Every entry should be given again exactly, with nothing dropped.

◇ ◇ ◇ ◇ ◇

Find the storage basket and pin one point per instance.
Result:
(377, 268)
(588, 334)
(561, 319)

◇ ◇ ◇ ◇ ◇

(FINAL ANSWER):
Find the storage basket and pin one point per instance.
Result:
(377, 268)
(588, 334)
(561, 319)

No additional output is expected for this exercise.